Material to process
━━━

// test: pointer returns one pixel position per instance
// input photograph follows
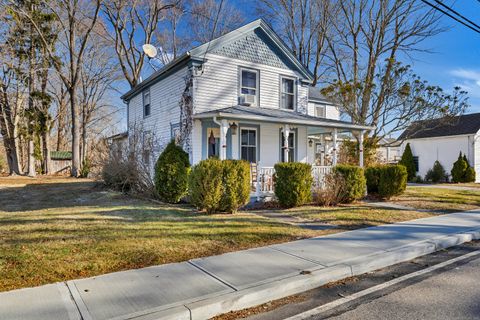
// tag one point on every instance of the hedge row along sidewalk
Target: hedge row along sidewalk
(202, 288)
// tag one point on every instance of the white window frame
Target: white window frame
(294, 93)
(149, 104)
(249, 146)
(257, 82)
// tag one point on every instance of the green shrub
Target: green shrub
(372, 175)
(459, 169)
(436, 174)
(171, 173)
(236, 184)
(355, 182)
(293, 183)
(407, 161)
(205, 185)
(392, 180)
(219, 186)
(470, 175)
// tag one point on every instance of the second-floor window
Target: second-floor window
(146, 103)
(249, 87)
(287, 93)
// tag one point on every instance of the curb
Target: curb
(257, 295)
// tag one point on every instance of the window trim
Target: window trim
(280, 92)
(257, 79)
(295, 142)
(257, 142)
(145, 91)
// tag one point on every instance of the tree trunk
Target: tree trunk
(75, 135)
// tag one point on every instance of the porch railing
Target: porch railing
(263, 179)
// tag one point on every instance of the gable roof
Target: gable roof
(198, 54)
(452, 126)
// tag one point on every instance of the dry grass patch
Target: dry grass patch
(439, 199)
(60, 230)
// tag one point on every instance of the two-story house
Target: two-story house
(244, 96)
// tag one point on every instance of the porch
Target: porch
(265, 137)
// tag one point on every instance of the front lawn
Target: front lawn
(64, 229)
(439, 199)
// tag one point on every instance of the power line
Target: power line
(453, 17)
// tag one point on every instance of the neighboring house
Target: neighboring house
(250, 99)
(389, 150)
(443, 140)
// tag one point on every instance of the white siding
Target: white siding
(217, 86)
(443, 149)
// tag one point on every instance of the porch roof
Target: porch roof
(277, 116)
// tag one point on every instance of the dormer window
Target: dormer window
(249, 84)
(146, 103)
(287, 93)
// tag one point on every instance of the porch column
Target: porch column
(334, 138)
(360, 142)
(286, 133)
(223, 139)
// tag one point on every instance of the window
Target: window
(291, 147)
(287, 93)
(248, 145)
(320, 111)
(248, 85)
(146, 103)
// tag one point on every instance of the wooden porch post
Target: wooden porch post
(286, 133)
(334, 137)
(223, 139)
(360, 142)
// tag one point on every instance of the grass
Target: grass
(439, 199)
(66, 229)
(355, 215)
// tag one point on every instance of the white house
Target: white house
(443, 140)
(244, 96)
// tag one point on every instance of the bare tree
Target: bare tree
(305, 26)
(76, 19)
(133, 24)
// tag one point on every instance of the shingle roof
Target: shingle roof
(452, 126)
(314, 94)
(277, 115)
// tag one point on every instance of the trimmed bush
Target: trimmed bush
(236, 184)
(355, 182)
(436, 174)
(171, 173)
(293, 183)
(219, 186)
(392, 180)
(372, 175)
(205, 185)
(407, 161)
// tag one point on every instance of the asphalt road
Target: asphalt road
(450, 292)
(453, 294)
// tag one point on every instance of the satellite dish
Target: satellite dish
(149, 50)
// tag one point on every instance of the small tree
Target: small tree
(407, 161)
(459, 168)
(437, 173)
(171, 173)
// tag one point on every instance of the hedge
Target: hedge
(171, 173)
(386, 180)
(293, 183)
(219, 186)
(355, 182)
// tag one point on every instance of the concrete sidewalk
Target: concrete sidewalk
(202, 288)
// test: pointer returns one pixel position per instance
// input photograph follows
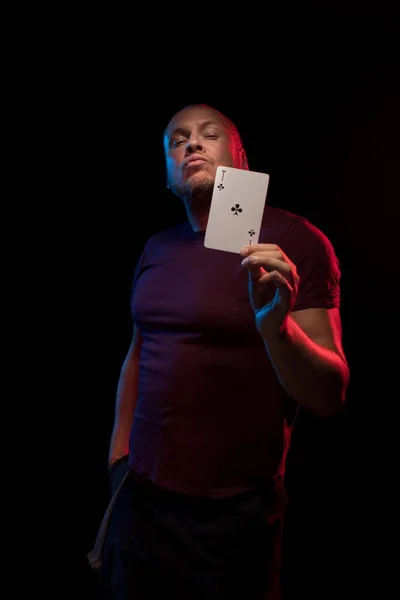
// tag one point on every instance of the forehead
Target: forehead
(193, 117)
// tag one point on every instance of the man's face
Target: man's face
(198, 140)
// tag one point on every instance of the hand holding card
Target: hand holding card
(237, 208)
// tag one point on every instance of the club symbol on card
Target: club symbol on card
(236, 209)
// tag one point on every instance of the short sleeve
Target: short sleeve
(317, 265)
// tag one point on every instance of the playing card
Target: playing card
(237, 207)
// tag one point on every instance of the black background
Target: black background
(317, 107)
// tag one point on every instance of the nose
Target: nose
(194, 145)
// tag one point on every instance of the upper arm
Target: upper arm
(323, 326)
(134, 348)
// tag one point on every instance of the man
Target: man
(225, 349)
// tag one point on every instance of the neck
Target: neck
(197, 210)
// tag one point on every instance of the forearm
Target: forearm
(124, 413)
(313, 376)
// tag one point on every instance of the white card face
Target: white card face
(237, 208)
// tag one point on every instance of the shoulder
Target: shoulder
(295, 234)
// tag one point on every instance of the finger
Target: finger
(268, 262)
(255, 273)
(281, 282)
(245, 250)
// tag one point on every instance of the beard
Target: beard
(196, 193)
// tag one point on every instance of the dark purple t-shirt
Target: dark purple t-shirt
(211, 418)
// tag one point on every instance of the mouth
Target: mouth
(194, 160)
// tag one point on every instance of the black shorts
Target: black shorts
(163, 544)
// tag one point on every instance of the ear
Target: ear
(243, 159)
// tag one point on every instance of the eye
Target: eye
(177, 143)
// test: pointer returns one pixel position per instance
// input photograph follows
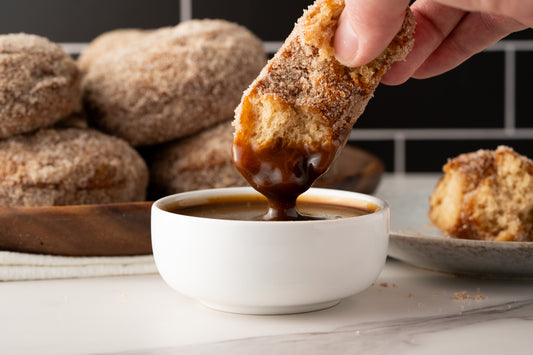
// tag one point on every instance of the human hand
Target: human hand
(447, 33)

━━━

What to produce
Word for word, quote the lines above. Omit the pictures.

Result of this exercise
// test: pointer returns one pixel position per instance
// input photograph follows
// tag one point on every instance of the hedge row along sidewalk
Target: hedge row along sidewalk
(202, 288)
// tag one point on every instance of the white window frame
Target: white window frame
(294, 93)
(149, 104)
(249, 146)
(257, 82)
// tag one point on every instance of the green shrub
Target: green shrub
(372, 175)
(459, 169)
(436, 174)
(171, 173)
(236, 184)
(355, 182)
(293, 183)
(407, 161)
(205, 185)
(392, 180)
(219, 186)
(470, 175)
// tag one point on every instance of the second-floor window
Target: second-floor window
(146, 103)
(249, 87)
(287, 93)
// tag one point on every instance of the curb
Target: curb
(257, 295)
// tag one point on every instance of the window trim
Target: window trim
(280, 92)
(257, 79)
(295, 142)
(257, 142)
(145, 91)
// tag one point on every instance of the tree trunk
Target: tree trunk
(75, 135)
// tag one point on every instance of the porch railing
Target: porch railing
(263, 179)
// tag one point on every instance of the gable roof
Target: gable roof
(198, 54)
(452, 126)
// tag one point on every instance of the dry grass patch
Target: dry grass patch
(439, 199)
(60, 230)
// tag one point on every instance of the two-story house
Target: two-story house
(244, 96)
// tag one point on every instance of the porch
Target: porch
(265, 137)
// tag one point on every instance of the front lawn
Target: front lawn
(64, 229)
(439, 199)
// tag one point on every instance of the power line
Target: power line
(453, 17)
// tag one point on every instance of the neighboring house
Target: neighboring house
(250, 99)
(389, 150)
(443, 140)
// tag one point on every instance of the white siding
Target: white siding
(217, 86)
(443, 149)
// tag one point on every instance of the porch roof
Target: porch roof
(277, 116)
// tag one point on every instance of the dormer window
Target: dormer window
(249, 84)
(146, 103)
(287, 93)
// tag one point on every instance of the porch column
Target: porch column
(334, 138)
(360, 142)
(286, 133)
(223, 139)
// tag one point on every instance of the window
Target: window
(291, 147)
(287, 93)
(248, 145)
(320, 111)
(248, 85)
(146, 103)
// tag one point on every instance of the wooden porch post
Target: wooden porch post
(286, 133)
(334, 137)
(223, 139)
(360, 142)
// tag one point on every instance of the grass
Target: grass
(439, 199)
(66, 229)
(355, 215)
// tag one point on every instance of the white house
Target: white house
(443, 140)
(244, 96)
// tag one point on every instance of the bare tree
Target: bare tree
(305, 26)
(76, 19)
(133, 24)
// tag one point on every instance of the shingle roof
Target: shingle roof
(452, 126)
(314, 94)
(277, 115)
// tag one point on every instance of the trimmed bush
Target: trimmed bush
(236, 184)
(355, 182)
(436, 174)
(171, 173)
(293, 183)
(219, 186)
(392, 180)
(372, 175)
(205, 185)
(407, 161)
// tag one point on every instance of the asphalt road
Target: asphalt road
(450, 292)
(453, 294)
// tag one point on every instance of the satellite dish
Target: satellite dish
(149, 50)
// tag one point on every instance of the small tree
Target: small tree
(407, 161)
(459, 168)
(437, 173)
(171, 173)
// tag one point on every instance of the hedge
Target: hedge
(171, 173)
(386, 180)
(293, 183)
(219, 186)
(355, 182)
// tag one point on every instance of the concrete sidewalk
Target: concrete sidewalk
(202, 288)
// test: pointer returns one pixel position per instance
// input photograph follows
// tag one point on every instance of the forehead
Target: forehead
(193, 117)
// tag one point on every instance of the man's face
Target: man's face
(198, 140)
// tag one point on every instance of the hand holding card
Target: hand holding card
(237, 208)
// tag one point on every instance of the club symbol on card
Target: club symbol on card
(236, 209)
// tag one point on every instance of the short sleeve
Target: short sleeve
(317, 265)
// tag one point on every instance of the playing card
Target: playing card
(237, 207)
// tag one point on every instance of the black background
Target: black background
(317, 107)
// tag one point on every instance of the nose
Target: nose
(194, 145)
// tag one point on every instance of the upper arm
Target: upper arm
(323, 326)
(134, 348)
// tag one point on every instance of the man
Target: man
(225, 349)
// tag one point on every instance of the neck
Target: neck
(197, 210)
// tag one point on every instance of the forearm
Target: forearm
(124, 413)
(313, 376)
// tag one point on every instance of the white card face
Target: white card face
(237, 208)
// tag one point on every instance of the shoulder
Target: shoulder
(295, 234)
// tag one point on every instance of the finger
Target: finger
(268, 262)
(255, 273)
(281, 282)
(245, 250)
// tag one point on every instance of the beard
Target: beard
(196, 193)
// tag one point on every instance of the dark purple t-shirt
Target: dark purple t-shirt
(211, 418)
// tag one point on every instance of the mouth
Target: mouth
(194, 160)
// tag one point on every instance of the black shorts
Target: black shorts
(163, 544)
// tag one point on every instance of the ear
Target: ear
(243, 159)
// tag one point on every instance of the eye
Target: eye
(177, 143)
// test: pointer returns one pixel position per instance
// input photograph follows
// tag one point on every instance of the human hand
Target: human hand
(447, 33)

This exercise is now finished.